====== Quoted passage ======

Like in the introduction, my comics are mostly funny (or attempts at such) representations of my daily life, about actually funny events and also about my sadness, love and things between.
One might think it's because I belittle my own feelings that I choose to represent them in humorous manner, but it isn't so. One might ask, isn't it kind of nullifying, a bore and easy to make fun of even truly painful things? Au contraire. I have a firm belief my feelings are special. Like everybody elses! And I think that having a punchline is not the crystallization of the entire representation, for there are panels between. I like contrasts and extremes, and while I usually end up representing them, the making of (at it's best) is an exploration of in-between.
Why Myyttinen eläin (=mythical beast)? When I started the blog, it felt appropriate since I'd been going on/off with journal comics, sometimes putting up a single comic somewhere, and then running off to different place to put up a comic blog elsewhere. Random appearances of a being who carried some silly stories within, scattering them across the country.

====== Given information ======

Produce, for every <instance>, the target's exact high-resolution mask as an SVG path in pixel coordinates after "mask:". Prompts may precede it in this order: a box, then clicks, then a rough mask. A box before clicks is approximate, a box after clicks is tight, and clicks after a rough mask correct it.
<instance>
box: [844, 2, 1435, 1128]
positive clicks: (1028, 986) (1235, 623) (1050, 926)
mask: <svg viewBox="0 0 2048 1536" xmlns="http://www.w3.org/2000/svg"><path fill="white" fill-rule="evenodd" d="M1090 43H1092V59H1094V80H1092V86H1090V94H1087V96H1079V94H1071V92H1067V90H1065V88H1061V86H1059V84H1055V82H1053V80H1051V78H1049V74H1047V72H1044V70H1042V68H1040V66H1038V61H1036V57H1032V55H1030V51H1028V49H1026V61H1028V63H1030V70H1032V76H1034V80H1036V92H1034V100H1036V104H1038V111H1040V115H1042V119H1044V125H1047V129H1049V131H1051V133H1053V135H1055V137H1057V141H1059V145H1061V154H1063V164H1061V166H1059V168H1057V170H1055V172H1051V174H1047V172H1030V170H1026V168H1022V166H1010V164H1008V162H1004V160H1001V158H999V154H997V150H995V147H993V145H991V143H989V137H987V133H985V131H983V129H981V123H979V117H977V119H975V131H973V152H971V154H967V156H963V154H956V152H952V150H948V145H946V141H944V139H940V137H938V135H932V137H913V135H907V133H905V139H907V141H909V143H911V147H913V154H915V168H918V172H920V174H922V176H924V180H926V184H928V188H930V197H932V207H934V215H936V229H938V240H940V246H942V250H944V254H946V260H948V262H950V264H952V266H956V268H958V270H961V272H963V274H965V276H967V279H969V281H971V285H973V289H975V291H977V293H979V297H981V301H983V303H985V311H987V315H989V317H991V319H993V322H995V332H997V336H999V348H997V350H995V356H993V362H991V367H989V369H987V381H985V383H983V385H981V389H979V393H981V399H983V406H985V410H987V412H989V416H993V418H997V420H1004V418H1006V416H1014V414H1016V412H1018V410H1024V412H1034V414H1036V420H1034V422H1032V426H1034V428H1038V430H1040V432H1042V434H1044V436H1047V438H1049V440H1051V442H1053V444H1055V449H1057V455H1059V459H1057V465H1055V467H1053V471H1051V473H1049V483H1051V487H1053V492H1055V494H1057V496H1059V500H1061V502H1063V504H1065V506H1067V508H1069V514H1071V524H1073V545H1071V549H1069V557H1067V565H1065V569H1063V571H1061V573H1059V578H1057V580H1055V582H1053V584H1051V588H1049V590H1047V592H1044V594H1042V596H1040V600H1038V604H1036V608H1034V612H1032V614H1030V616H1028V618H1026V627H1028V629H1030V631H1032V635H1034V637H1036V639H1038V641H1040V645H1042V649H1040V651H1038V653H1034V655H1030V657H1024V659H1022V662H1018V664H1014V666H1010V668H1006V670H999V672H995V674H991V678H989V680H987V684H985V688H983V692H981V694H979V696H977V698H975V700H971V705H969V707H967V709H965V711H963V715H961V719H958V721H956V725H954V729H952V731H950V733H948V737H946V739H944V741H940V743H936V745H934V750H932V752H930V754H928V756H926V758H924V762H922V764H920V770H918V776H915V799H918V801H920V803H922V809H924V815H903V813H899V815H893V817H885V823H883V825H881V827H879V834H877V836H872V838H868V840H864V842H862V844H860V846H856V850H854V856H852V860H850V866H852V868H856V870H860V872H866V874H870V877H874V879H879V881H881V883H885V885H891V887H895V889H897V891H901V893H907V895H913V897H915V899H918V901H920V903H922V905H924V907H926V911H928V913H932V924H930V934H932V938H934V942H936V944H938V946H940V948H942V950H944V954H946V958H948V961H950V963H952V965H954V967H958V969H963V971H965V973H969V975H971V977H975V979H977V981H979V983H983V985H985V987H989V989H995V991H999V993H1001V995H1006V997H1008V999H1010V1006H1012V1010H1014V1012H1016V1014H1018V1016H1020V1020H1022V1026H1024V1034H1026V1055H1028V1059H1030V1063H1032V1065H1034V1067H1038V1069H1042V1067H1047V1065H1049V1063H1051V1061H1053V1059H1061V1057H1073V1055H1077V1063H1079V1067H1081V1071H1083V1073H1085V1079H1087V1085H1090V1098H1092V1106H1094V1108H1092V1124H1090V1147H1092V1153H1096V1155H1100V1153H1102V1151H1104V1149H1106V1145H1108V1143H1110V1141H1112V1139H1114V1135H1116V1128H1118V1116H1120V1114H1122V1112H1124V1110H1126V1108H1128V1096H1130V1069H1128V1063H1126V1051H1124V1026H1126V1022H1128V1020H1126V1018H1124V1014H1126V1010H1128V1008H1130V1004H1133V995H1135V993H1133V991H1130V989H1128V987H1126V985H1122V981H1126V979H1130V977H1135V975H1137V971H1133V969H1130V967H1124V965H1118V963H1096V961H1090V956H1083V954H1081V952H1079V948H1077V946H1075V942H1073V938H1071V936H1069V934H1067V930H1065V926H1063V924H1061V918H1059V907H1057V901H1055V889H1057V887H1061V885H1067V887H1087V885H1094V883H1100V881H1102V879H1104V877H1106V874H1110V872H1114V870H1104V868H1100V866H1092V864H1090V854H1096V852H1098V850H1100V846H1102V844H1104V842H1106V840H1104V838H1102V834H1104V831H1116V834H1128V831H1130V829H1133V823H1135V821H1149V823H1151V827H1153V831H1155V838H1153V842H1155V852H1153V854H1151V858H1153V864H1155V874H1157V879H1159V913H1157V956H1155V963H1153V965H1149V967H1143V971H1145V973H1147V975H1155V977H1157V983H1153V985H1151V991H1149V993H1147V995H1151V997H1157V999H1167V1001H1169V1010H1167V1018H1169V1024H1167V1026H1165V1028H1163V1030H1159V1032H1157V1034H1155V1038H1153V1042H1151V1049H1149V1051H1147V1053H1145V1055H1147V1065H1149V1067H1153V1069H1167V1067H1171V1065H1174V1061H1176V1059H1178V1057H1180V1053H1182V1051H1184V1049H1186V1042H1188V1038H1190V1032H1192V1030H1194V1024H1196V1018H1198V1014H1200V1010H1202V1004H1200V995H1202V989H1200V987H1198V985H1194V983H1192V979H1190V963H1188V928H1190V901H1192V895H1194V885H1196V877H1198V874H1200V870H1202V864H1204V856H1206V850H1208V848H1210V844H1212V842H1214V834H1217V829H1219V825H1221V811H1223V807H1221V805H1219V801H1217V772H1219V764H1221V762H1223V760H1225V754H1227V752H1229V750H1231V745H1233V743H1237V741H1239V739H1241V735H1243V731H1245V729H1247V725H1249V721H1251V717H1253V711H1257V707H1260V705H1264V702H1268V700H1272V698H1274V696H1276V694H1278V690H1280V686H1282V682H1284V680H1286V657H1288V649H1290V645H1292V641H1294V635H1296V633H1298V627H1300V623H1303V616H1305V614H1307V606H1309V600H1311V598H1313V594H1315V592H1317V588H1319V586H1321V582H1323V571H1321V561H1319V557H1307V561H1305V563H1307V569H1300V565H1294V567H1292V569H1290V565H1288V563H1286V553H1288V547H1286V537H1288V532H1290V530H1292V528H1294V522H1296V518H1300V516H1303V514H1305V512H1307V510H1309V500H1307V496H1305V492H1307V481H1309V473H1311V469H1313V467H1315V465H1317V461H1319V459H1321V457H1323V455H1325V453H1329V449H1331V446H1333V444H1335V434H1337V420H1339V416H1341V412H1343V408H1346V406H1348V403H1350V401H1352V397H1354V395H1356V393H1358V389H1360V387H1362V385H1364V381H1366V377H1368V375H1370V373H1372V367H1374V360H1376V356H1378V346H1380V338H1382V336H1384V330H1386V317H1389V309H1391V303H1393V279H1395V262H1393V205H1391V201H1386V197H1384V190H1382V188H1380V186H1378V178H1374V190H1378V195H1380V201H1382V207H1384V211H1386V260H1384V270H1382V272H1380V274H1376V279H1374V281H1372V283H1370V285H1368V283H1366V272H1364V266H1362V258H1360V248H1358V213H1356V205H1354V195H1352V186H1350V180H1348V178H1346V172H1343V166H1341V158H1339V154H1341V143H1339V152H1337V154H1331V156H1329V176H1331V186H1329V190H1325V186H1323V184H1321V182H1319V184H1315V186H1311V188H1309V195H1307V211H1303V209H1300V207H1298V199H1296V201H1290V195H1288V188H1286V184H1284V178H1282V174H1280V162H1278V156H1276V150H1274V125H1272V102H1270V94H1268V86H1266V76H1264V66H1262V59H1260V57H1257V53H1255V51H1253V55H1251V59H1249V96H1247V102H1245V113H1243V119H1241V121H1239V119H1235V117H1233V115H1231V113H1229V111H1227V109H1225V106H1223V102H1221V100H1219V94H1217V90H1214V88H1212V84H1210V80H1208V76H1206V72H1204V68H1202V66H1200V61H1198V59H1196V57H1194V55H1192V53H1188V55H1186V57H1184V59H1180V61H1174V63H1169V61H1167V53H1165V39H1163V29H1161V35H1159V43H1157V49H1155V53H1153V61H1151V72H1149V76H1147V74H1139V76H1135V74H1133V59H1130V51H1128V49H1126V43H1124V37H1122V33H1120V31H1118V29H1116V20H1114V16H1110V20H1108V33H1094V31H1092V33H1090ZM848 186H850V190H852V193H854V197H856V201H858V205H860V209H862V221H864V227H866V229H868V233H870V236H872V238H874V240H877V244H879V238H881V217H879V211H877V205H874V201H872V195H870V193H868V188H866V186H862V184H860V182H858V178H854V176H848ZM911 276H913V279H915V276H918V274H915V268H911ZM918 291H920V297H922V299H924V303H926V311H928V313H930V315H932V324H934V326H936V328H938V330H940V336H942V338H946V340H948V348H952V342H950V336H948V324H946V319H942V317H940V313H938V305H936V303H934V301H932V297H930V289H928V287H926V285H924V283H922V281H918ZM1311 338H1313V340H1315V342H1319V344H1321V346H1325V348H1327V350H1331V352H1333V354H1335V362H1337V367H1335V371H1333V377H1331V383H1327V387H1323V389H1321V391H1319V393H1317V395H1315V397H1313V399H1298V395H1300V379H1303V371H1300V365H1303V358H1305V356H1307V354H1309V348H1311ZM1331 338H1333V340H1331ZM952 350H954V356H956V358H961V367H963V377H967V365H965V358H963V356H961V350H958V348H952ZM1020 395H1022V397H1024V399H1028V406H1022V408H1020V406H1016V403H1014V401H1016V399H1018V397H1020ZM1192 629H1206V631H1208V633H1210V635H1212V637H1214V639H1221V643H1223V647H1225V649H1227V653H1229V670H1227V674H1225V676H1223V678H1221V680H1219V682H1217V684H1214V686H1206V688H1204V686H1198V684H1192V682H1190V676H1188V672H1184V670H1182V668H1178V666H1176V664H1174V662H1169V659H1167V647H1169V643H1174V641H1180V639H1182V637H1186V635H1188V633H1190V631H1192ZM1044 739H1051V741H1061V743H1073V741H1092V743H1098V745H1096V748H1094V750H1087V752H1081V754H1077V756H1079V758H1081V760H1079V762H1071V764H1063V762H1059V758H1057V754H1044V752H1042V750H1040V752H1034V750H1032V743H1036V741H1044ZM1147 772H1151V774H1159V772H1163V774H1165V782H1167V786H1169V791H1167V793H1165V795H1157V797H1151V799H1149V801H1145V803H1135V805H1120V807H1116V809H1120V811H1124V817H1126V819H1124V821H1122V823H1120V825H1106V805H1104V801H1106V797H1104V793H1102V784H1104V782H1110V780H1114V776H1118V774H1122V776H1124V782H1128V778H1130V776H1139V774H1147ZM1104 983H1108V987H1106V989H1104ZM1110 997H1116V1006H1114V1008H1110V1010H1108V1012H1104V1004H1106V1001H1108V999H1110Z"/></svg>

======

> _Your goal_
Resume the text about the comic blog Myyttinen eläin, starting right after its final sentence.

> _Result of this task_
Nowadays the name has a different meaning to me, because I figured out something about myself while I was in a difficult and dark slump for a period of time. I found somebody grinning behind my drawings. I peeked behind a curtain, beyond which it would've been dangerous to cross, but in the dark I found a smile full of teeth. I thought: isn't it curious, that people who smile and let their smile turn into laughter, also reveal their teeth?
Laughter is contagious, and helps people lift their burdens a bit. Even without any sort of burden I'd find myself laughing with others, or by myself and without noticing letting some thoughts just slip away.
I like to think that laughter is the cure.
(As disclaimer, I won't guarantee all forementioned effects from the contents of my blog.)